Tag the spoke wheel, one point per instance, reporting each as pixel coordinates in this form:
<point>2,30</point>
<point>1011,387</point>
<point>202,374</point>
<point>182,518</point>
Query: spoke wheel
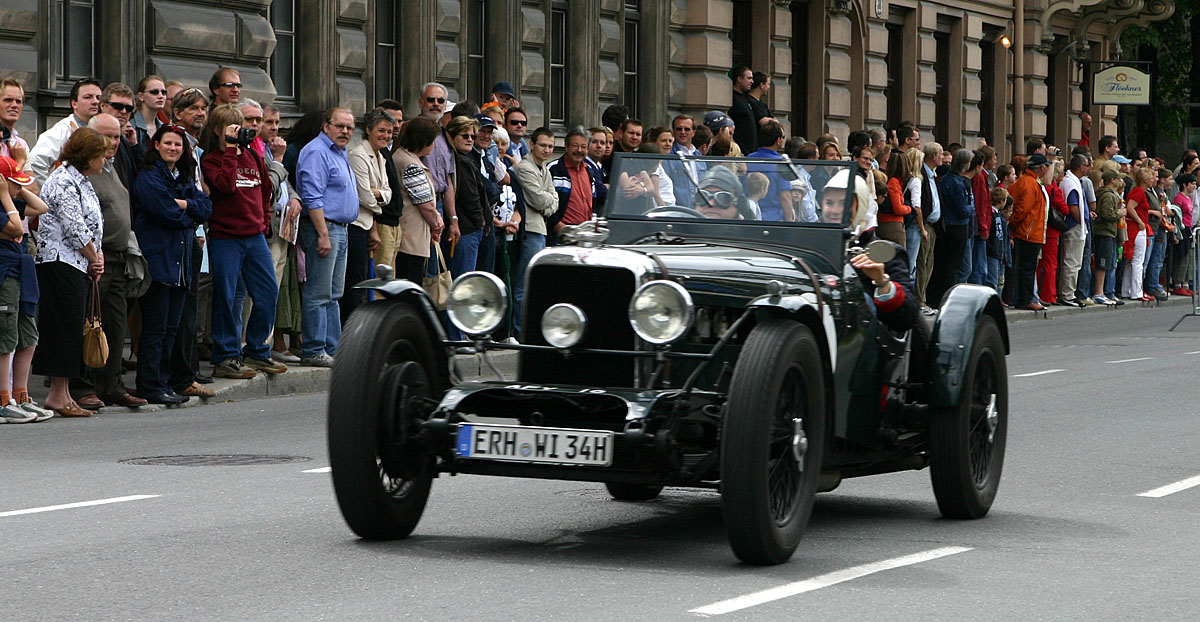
<point>967,441</point>
<point>772,442</point>
<point>385,371</point>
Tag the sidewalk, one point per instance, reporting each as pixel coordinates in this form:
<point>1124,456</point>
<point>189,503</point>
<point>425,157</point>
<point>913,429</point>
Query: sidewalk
<point>299,380</point>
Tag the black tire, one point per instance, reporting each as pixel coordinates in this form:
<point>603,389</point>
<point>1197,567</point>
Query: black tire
<point>966,443</point>
<point>767,491</point>
<point>382,473</point>
<point>624,491</point>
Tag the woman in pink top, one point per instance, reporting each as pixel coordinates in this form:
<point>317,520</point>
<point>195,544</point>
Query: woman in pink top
<point>1183,273</point>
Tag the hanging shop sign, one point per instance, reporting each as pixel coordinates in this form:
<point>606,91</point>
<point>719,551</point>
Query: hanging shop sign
<point>1121,85</point>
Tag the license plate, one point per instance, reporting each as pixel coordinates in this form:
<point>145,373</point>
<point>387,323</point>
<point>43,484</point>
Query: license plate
<point>516,443</point>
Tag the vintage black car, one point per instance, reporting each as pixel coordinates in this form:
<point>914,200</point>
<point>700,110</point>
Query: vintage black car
<point>685,340</point>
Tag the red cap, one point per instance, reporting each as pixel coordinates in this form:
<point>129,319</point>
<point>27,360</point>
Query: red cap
<point>12,173</point>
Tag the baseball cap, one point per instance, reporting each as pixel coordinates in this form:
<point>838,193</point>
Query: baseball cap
<point>717,120</point>
<point>11,172</point>
<point>485,120</point>
<point>503,88</point>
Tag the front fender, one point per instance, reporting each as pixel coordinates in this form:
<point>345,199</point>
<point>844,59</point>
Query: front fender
<point>953,338</point>
<point>406,289</point>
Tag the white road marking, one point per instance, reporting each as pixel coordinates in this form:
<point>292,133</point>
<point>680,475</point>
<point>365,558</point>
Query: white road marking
<point>79,504</point>
<point>1170,489</point>
<point>825,580</point>
<point>1037,374</point>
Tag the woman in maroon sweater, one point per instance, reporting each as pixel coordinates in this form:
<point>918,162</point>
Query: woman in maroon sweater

**What to produce**
All of the records should be set down exactly, minus the pictures they hold.

**Task solution**
Tag the spoke wheel, one point per instance, reporting each as pixel coordinates in this form:
<point>2,30</point>
<point>1011,387</point>
<point>202,374</point>
<point>182,518</point>
Query: spoke wheel
<point>967,441</point>
<point>772,442</point>
<point>385,371</point>
Tag the sidewalk, one point per instance, reporting each as pixel coordinates in this form:
<point>1124,456</point>
<point>189,503</point>
<point>425,157</point>
<point>913,429</point>
Query: sidewalk
<point>299,380</point>
Tag the black tire, one point per instance, reporting each as pixel coordinates in this form:
<point>603,389</point>
<point>1197,567</point>
Query: black tire
<point>966,443</point>
<point>767,491</point>
<point>382,473</point>
<point>624,491</point>
Tag the woman in pink top, one point per instance, reporting each as pixel coordinates in this form:
<point>317,520</point>
<point>195,544</point>
Query: woman in pink top
<point>1183,273</point>
Tag the hanging shop sign, one point per instance, reporting each as pixel coordinates in this form:
<point>606,91</point>
<point>719,551</point>
Query: hanging shop sign
<point>1121,85</point>
Tag the license plate, one point per instance, reporting each as pixel coordinates in this form:
<point>145,373</point>
<point>387,323</point>
<point>43,484</point>
Query: license plate
<point>516,443</point>
Tag the vintage black car, one point per instance, reporting each as pixel coordinates in this form:
<point>914,200</point>
<point>700,110</point>
Query: vintage black car
<point>685,340</point>
Tag the red cap, one point per instance, reporting each as pixel coordinates in this form:
<point>129,319</point>
<point>27,360</point>
Query: red cap
<point>12,173</point>
Tag the baseball cap, one point per instance, reporting each as pixel coordinates in this form:
<point>838,193</point>
Query: baseball cap
<point>717,120</point>
<point>11,172</point>
<point>485,120</point>
<point>503,88</point>
Tag the front fender, one point per instance, reporting each as pixel coordinates in this form:
<point>345,199</point>
<point>844,59</point>
Query: front fender
<point>953,338</point>
<point>406,289</point>
Tag the white road marking, one point per instance, reporting each as pixel coordinates in this form:
<point>292,133</point>
<point>680,475</point>
<point>365,558</point>
Query: white road marking
<point>79,504</point>
<point>1170,489</point>
<point>825,580</point>
<point>1037,374</point>
Tag the woman in maroon sweater, one point per instance, reporting each as pixel coordinates in this form:
<point>918,162</point>
Query: woman in maroon sweater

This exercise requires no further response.